::: TEXT :::
Nowadays Dana Tiger mostly draws women, focusing on a woman's healing journey in her work. But beginning her recovery in 1986, she experimented with different subjects and remembers copying her father's style because it was a starting point. It was art to keep going and art to save your life, as many people who have used the artist's way in recovery know. But soon something began to happen. As she kept to a one-drawing-every-day personal commitment, Dana began to notice that when she drew women there was something coming from deep inside her--she wasn't copying someone else. She had begun to find her own way as an artist.

One by one new paintings came. Some of the titles include--Being Women...Ride at Sunset...Truly Supreme Court...Generations of Strength...Honoring Her Gift, and so many more. How can you see some of Dana's work? Just go onto the web at NDNArtGallery.com to learn more about the artist and to view her art.

Visit NDNArtGallery.com to learn more about the artist and to view or purchase her art.

Culture's Fire
As the years wound on, a painting was born that would go on to become the logo for the White Bison Daughters of Tradition Program for Native girls. Dana donated Keeping Culture's Fire Burning to White Bison when the Sacred Hoop came to Tahlequah, Oklahoma on Hoop Journey II in May of 2000. Now, thousands have seen it on Daughters of Tradition program material.

Keeping Culture's Fire Burning is the artist's vision for her own healing journey, as well as a sharing for every young person to come. What's it about?

Daughters of Tradition

"I was trying to show different ages and the wisdom that different ages have," she explains. "Young people have a certain wisdom, and Elders certainly have another wisdom. The ones in between can learn from the ones before and after them."

"The moon in the painting represents the grandmother, the circle of life, and the strength you can get from that. The women are holding sticks in the fire because from the knowledge that you are born with, and that you die with, and the continuation into the spirit world and back down to earth, that's the knowledge we honor as Indian people. That's what's going to keep us surviving. That's what I live for."

Dana sees a connection between the Daughters of Tradition Program and Women Who Carries the Sacred Hoop. She says that the girls in the Program could study the painting and then write or speak about what each special scene in the painting means to them.

Dana Tiger's vision is to create the Legacy Cultural Learning Community, dedicated to teaching art to Native youth and bringing in Elders to teach language and culture to young people. It's a vision that will take place on 400 acres in Oklahoma she and her husband Donnie make payments on until the day that the Community can take shape. Dana's dream would not be possible without the love of Donnie, a rock mason, and their children. Daughter Christie, 8, and son Lisan, 6, are the light of Dana and Donnie's life.

How can you learn more about Dana's art and the Legacy Cultural Learning Community? Come to the Hoop Journey stop in Oklahoma City, Oklahoma on July 12 and 13 to visit with the artist and experience the good healing energy of Wellbriety Days.


About the Center of
Woman Who Carries the Sacred Hoop

There is a whole movement of people, beautiful people, on the journey. There are some at the beginning, some maybe not quite there yet but getting ready to. It's the center of the painting because that's our center. That's all of us, that's all the Nations finally coming together in something beautiful where there is no jealousy. It's all about learning where we came from and holding that with us. You can see that the ancestors are right behind them walking with them. The power of it all is when you've got the Sacred Hoop and the women and the children--everything comes from that. Everyone can be healthy from that. In our traditional ways, women were trusted, believed and held with respect. What women knew wasn't threatening. It was part of the balance and it was natural.
::: DATA LISTING :::
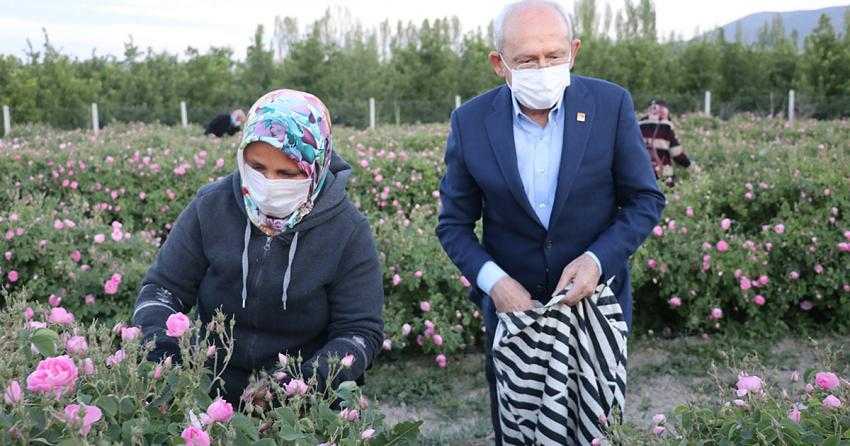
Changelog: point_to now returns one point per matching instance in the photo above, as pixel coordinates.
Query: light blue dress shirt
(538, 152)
:::
::: DATA LISTING :::
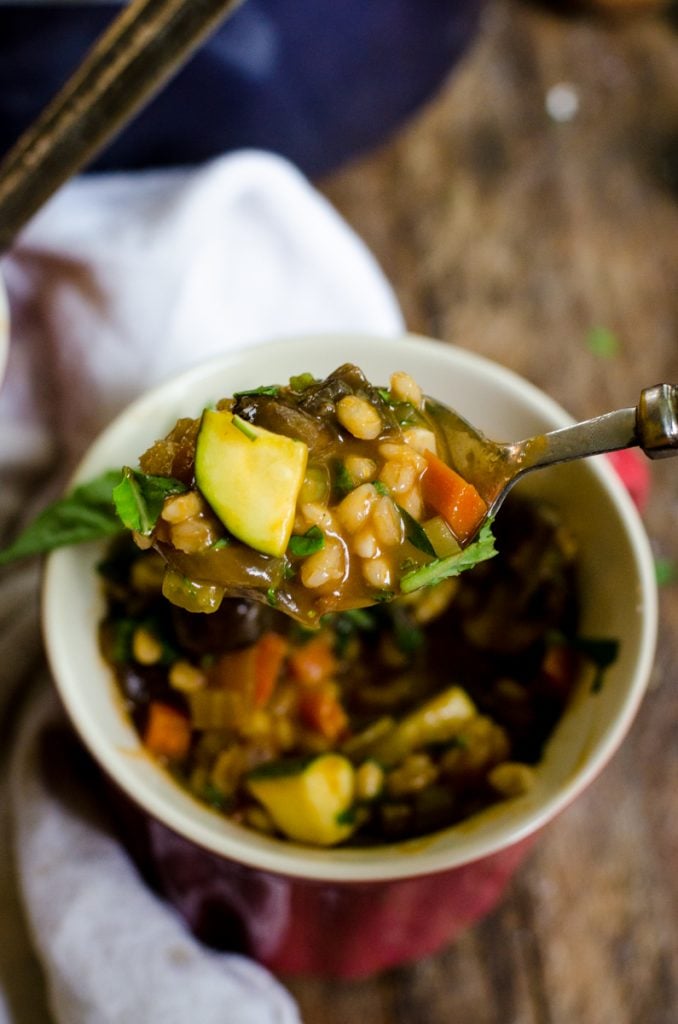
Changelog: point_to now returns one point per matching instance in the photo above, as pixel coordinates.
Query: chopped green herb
:::
::: DATA LISTING :::
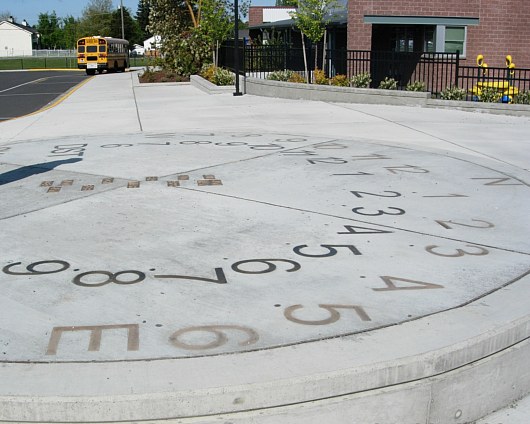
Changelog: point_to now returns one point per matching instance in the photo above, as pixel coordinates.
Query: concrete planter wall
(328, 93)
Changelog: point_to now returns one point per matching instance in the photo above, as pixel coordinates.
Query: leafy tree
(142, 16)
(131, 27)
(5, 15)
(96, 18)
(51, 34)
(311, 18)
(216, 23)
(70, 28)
:::
In the text about Dana Tiger, take the part that opens with "How can you learn" and closes with "of Wellbriety Days.", and edit it so that "healing energy" becomes "healing spirit".

How can you learn more about Dana's art and the Legacy Cultural Learning Community? Come to the Hoop Journey stop in Oklahoma City, Oklahoma on July 12 and 13 to visit with the artist and experience the good healing spirit of Wellbriety Days.